**To be done**.
**1)** Output the part of the interview excerpt starting at "WARREN: Yes, at" and ending at "went to France.", copied word for word.
**2)** For each statement below, say whether it agrees with the interview excerpt, answering yes or no and quoting the deciding words of the excerpt exactly. (a) Warren studied Latin for three years. (b) Warren enjoyed mathematics. (c) Judge Cockrell taught international law at the University of Texas during summer school.

Start Text excerpt

PARHAM: Looking back on your studies at the University of Texas, were there any particular courses which you found later to be exceptionally useful to you that you would perhaps recommend to a student today?

WARREN: Considering my Foreign Service career, I think I did not take a single course that I could not recommend to a youngster who was thinking of the Foreign Service today. For instance, I had Latin, three years; I had Spanish; I had French; I almost had Czech which changed my career in that I didn't have it; I had government; economics, including labor under Dr. W. M. W. [Walter Marshall William] Splawn, who was later on [a member of] the Interstate Commerce Commission in Washington. I had international law under Judge [Egbert Raileyl Cockrell, I think it was, from Ft. Worth, who taught at T. C. U. I had geography in one


form or another. I had enough mathematics, which I detested, to be able to pass that part of the Foreign Service examination. I can give you a transcript of the courses--the list of courses and even the grades that I made--if you are interested.

PARHAM: Yes, that would be most interesting. You mentioned a Judge Cockrell, who taught at T.C.U. Was he a visiting professor at the University of Texas?

WARREN: Yes, at summer school--the summer school when I met my wife. I think it was Cockrell. It's a good Fort Worth name and I haven't had the occasion to think of the man's name in a long time, but I'm pretty sure it was Judge Cockrell. Any rate, he was a fine old gentleman and he taught us international law that summer.

PARHAM: Can you give us some understanding of your military service? You mentioned where you went to camp in Florida and then went to France.

End Text excerpt
Start Data shown

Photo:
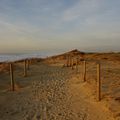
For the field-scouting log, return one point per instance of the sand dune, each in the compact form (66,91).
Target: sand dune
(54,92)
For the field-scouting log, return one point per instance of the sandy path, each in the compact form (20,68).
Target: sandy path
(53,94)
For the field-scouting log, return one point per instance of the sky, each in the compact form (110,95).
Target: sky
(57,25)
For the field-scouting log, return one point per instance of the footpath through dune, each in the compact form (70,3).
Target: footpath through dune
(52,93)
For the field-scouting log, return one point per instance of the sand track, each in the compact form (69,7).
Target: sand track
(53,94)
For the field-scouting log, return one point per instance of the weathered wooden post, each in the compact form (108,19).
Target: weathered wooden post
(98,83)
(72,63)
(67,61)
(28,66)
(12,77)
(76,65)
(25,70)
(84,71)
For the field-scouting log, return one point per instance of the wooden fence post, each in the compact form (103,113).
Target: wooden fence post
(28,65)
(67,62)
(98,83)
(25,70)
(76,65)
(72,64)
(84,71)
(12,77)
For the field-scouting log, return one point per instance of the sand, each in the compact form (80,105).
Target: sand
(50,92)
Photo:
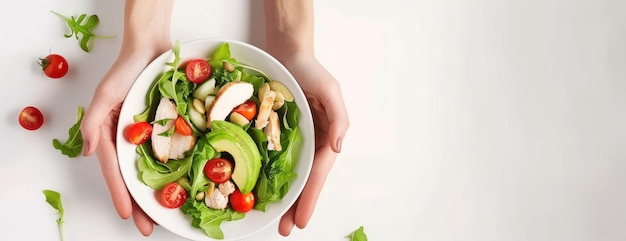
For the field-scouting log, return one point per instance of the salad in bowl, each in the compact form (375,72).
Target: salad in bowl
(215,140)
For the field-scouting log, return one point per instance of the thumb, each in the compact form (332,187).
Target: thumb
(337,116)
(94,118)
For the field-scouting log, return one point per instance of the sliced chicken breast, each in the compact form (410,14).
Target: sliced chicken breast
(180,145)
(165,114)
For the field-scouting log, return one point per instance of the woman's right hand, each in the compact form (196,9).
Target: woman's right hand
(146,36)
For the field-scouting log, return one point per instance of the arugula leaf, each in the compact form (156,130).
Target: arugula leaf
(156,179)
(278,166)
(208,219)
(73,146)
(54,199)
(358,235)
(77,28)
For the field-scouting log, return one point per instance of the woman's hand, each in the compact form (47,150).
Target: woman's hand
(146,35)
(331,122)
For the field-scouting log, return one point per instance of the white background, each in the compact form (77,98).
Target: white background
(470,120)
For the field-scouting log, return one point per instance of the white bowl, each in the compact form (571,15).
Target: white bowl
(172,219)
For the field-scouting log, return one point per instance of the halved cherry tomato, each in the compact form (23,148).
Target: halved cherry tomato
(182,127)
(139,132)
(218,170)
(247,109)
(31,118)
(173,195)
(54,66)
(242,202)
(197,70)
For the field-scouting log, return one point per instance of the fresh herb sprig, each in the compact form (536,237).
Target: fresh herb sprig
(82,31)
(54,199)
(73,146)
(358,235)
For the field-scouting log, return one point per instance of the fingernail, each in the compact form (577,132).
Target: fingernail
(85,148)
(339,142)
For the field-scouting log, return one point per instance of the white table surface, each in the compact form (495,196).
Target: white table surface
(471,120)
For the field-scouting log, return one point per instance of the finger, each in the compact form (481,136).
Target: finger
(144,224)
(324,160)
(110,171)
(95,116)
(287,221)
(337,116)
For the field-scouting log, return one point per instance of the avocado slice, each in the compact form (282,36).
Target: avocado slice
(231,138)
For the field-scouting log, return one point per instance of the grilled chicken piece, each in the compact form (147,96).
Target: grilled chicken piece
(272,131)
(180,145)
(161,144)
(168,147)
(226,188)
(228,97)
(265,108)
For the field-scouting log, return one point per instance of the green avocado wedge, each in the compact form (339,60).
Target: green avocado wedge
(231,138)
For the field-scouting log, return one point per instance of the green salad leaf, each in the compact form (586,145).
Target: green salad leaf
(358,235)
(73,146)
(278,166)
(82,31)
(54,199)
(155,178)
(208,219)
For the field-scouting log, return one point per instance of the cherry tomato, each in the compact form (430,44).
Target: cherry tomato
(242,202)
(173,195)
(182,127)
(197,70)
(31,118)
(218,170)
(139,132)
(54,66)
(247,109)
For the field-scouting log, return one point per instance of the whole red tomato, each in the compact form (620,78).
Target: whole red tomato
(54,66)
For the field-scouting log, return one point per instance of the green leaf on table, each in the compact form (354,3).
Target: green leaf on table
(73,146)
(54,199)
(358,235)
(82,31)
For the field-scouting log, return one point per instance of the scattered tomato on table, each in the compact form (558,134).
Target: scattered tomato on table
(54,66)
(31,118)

End Data shown

**Response list**.
**1)**
WARREN: Yes, at summer school--the summer school when I met my wife. I think it was Cockrell. It's a good Fort Worth name and I haven't had the occasion to think of the man's name in a long time, but I'm pretty sure it was Judge Cockrell. Any rate, he was a fine old gentleman and he taught us international law that summer.

PARHAM: Can you give us some understanding of your military service? You mentioned where you went to camp in Florida and then went to France.

**2)**
(a) Yes: "I had Latin, three years"
(b) No: "I had enough mathematics, which I detested"
(c) Yes: "Yes, at summer school" and "he taught us international law that summer"